**TRY IT**: A faithful copy without images is required: write out all the records exactly.
● ● ● ●
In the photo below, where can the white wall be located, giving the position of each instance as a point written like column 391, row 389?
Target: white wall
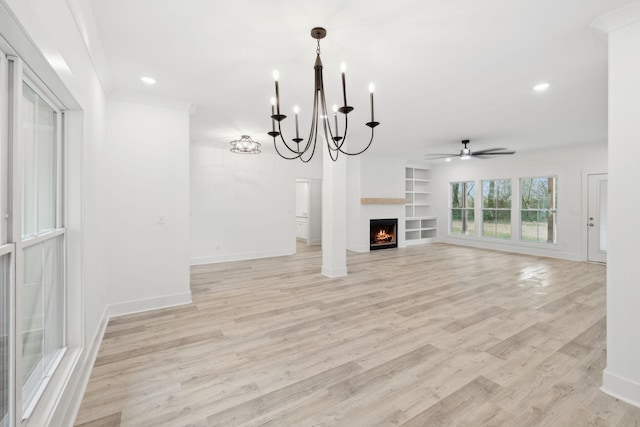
column 373, row 177
column 243, row 206
column 148, row 246
column 570, row 165
column 621, row 378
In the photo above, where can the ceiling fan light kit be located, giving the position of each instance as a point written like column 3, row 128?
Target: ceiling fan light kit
column 466, row 153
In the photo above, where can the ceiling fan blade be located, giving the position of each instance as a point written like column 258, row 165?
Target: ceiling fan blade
column 491, row 154
column 440, row 156
column 489, row 150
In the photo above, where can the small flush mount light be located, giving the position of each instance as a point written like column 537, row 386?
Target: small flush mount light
column 541, row 87
column 245, row 145
column 148, row 80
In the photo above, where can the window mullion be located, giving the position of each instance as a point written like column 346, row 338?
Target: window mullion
column 16, row 170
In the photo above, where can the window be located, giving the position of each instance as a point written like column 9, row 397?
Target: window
column 39, row 142
column 40, row 261
column 496, row 208
column 5, row 260
column 538, row 209
column 462, row 204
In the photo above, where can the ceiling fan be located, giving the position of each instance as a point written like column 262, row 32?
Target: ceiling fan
column 466, row 153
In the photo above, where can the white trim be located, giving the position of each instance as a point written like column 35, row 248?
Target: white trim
column 618, row 18
column 621, row 388
column 550, row 251
column 334, row 272
column 69, row 406
column 130, row 307
column 241, row 256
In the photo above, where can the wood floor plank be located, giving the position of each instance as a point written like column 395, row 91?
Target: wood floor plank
column 426, row 335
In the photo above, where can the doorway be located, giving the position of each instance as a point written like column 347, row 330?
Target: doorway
column 597, row 218
column 309, row 210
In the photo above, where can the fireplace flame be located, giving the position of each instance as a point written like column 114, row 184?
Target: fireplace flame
column 382, row 236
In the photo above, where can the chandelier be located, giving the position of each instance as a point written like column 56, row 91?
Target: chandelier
column 245, row 145
column 319, row 119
● ● ● ●
**SOLUTION**:
In the photo below, where can the white wall be located, giving the position of each instance as a point written like column 391, row 389?
Target: white wall
column 373, row 177
column 243, row 206
column 148, row 246
column 570, row 165
column 621, row 378
In the photo above, where can the ceiling fan light kit be located, giving the position of each instance as a point written like column 3, row 128?
Target: ceiling fan light kit
column 466, row 153
In the photo above, where can the ceiling fan blade be located, giving the position of each instance as a point written like column 258, row 165?
Target: ceiling fan blade
column 491, row 154
column 440, row 156
column 489, row 150
In the photo above, where can the small flush mount light be located, giving the position of each instance as a point written like column 537, row 386?
Target: small flush mount light
column 541, row 87
column 245, row 145
column 148, row 80
In the photo above, where can the window mullion be located, giving the position of each instance as a point written like column 346, row 338?
Target: window mullion
column 16, row 170
In the photo above, where can the window be located, giving the position of each instance as a point written like column 9, row 397?
Target: window
column 39, row 142
column 40, row 261
column 496, row 208
column 5, row 260
column 538, row 209
column 462, row 204
In the photo above, where can the ceiling fan be located, giving the position of each instance as a point written like column 262, row 32?
Target: ceiling fan
column 466, row 153
In the photo above, where can the white trim be located, giving the position of each instance as a point written like column 35, row 248?
Target: white trim
column 618, row 18
column 621, row 388
column 550, row 251
column 334, row 272
column 69, row 406
column 130, row 307
column 241, row 256
In the photo above, where can the wood floor plank be located, giving the position of each instance as a point written like column 395, row 91?
Target: wood floor plank
column 426, row 335
In the photo above, where can the doorway be located, giving the position of each instance as a point written like column 347, row 330?
Target: doorway
column 597, row 218
column 309, row 210
In the photo above, where can the fireplace flame be located, giving the position of each instance as a point written like column 114, row 184?
Target: fireplace flame
column 382, row 236
In the photo above, where can the chandelier be located, giving the position of each instance as a point written like column 56, row 91?
Target: chandelier
column 245, row 145
column 319, row 119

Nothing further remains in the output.